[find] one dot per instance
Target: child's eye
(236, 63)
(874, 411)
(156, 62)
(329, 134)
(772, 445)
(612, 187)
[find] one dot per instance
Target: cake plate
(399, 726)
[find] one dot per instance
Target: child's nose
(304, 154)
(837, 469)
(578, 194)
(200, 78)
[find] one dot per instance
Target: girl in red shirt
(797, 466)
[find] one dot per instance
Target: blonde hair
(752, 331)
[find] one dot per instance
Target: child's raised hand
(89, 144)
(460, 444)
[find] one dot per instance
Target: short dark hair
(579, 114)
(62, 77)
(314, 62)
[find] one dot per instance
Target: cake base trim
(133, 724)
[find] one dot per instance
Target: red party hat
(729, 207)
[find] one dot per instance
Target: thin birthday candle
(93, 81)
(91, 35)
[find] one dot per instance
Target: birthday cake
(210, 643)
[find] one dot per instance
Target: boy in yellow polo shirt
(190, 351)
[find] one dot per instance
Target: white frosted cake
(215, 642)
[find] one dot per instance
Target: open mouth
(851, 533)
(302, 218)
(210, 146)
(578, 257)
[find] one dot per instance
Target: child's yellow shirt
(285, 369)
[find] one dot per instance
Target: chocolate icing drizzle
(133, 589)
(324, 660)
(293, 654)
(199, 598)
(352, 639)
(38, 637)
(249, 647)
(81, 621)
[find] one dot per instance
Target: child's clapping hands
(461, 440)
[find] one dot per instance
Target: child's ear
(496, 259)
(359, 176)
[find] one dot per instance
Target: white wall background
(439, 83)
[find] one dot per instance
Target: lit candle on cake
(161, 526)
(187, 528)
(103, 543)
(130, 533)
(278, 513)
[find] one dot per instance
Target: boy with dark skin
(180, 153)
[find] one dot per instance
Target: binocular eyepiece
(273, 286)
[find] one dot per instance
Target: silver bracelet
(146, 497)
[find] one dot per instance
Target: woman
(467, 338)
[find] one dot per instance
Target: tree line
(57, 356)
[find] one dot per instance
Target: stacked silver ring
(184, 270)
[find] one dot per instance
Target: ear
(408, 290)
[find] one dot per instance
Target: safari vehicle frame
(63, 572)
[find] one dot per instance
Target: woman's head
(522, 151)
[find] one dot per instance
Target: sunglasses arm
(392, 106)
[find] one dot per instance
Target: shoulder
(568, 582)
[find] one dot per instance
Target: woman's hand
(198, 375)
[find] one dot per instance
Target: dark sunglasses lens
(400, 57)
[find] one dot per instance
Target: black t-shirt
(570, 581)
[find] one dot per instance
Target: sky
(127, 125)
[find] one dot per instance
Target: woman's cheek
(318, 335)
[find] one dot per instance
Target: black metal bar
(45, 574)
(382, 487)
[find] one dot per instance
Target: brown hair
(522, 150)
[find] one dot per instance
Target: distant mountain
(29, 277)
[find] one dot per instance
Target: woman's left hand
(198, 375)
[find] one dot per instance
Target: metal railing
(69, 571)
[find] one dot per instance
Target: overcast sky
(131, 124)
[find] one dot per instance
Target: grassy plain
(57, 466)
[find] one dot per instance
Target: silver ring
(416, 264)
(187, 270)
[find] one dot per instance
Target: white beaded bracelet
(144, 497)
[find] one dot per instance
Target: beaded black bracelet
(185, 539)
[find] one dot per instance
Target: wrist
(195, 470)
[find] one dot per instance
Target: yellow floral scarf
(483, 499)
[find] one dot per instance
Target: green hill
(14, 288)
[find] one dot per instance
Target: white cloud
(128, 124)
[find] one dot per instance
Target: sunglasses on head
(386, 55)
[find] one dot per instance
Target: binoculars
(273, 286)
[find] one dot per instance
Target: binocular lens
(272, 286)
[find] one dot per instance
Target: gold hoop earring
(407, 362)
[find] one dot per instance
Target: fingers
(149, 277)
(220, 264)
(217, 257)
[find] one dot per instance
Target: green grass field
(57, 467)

==========

- **EXERCISE DETAILS**: The answer must be a verbatim transcription of all the entries.

- **RESULT OF THE TASK**:
[find] one dot per instance
Target: child's eye
(236, 63)
(874, 411)
(156, 62)
(329, 134)
(772, 445)
(612, 187)
[find] one dot per instance
Target: cake plate
(399, 726)
[find] one dot per instance
Target: child's nose
(304, 154)
(837, 469)
(578, 194)
(200, 78)
[find] one dot per instance
Target: girl in red shirt
(797, 466)
[find] one dot per instance
Target: blonde hair
(752, 331)
[find] one dot per instance
Target: child's raised hand
(89, 144)
(460, 444)
[find] one dot per instance
Target: short dark hair
(579, 114)
(62, 77)
(314, 62)
[find] one dot per instance
Target: cake base trim
(133, 724)
[find] one dot per instance
Target: red party hat
(729, 207)
[find] one dot per instance
Target: thin birthday candle
(93, 81)
(91, 35)
[find] one dot per instance
Target: birthday cake
(210, 643)
[find] one dot per instance
Target: boy in yellow polo shirt
(190, 351)
[find] one dot per instance
Target: white frosted cake
(215, 642)
[find] one dot per instance
Target: open mouth
(851, 533)
(302, 218)
(210, 146)
(578, 257)
[find] one dot per instance
Target: child's yellow shirt
(285, 369)
[find] one dot per instance
Target: chocolate icing drizzle
(133, 589)
(324, 660)
(293, 654)
(199, 598)
(352, 639)
(38, 637)
(249, 647)
(81, 621)
[find] one dot per instance
Target: child's clapping hands
(461, 440)
[find] one dot per instance
Target: child's ear
(496, 259)
(359, 176)
[find] one dot per instance
Target: white wall background
(439, 83)
[find] one dot per instance
Target: lit candle on cake
(161, 526)
(187, 528)
(103, 543)
(130, 533)
(278, 513)
[find] one dot per instance
Target: boy with dark skin
(180, 153)
[find] one dot per instance
Target: binocular eyepiece
(273, 286)
[find] one dot per instance
Target: silver bracelet
(146, 497)
[find] one dot per instance
Target: woman
(467, 338)
[find] one dot per instance
Target: tree line
(57, 356)
[find] one dot per instance
Target: stacked silver ring
(184, 270)
[find] one dot per instance
Target: ear
(408, 290)
[find] one dot per instance
Target: safari vehicle frame
(63, 572)
[find] one dot per instance
Target: woman's head
(522, 151)
[find] one dot per instance
Target: sunglasses arm
(392, 106)
[find] one dot per instance
Target: shoulder
(568, 582)
[find] one dot per instance
Target: woman's hand
(198, 375)
[find] one dot per instance
Target: dark sunglasses lens
(400, 57)
[find] one dot per instance
Target: black t-shirt
(570, 581)
[find] one dot per instance
Target: sky
(127, 125)
[find] one dot per instance
Target: woman's cheek
(318, 335)
[find] one dot per instance
Target: black metal bar
(45, 574)
(382, 487)
[find] one dot per instance
Target: brown hair
(522, 150)
[find] one dot per instance
Target: distant mountain
(29, 277)
[find] one dot per instance
Target: woman's left hand
(198, 375)
[find] one dot per instance
Target: metal railing
(69, 571)
[find] one dot per instance
Target: overcast sky
(131, 124)
[find] one dot per instance
Target: grassy plain
(57, 466)
[find] one dot per instance
Target: silver ring
(416, 264)
(187, 270)
[find] one dot per instance
Target: white beaded bracelet
(144, 497)
[find] one dot per instance
Target: beaded black bracelet
(185, 539)
[find] one dot per instance
Target: wrist
(195, 470)
[find] one dot per instance
Target: yellow floral scarf
(483, 499)
[find] one dot per instance
Target: green hill
(14, 288)
[find] one dot per instance
Target: white cloud
(128, 124)
[find] one dot per instance
Target: sunglasses on head
(386, 55)
[find] one dot per instance
Target: binoculars
(273, 286)
[find] one dot per instance
Target: binocular lens
(272, 286)
[find] one dot per instance
Target: gold hoop earring
(407, 362)
[find] one dot per instance
Target: fingers
(149, 277)
(220, 264)
(217, 257)
[find] one dot per instance
Target: green grass field
(57, 467)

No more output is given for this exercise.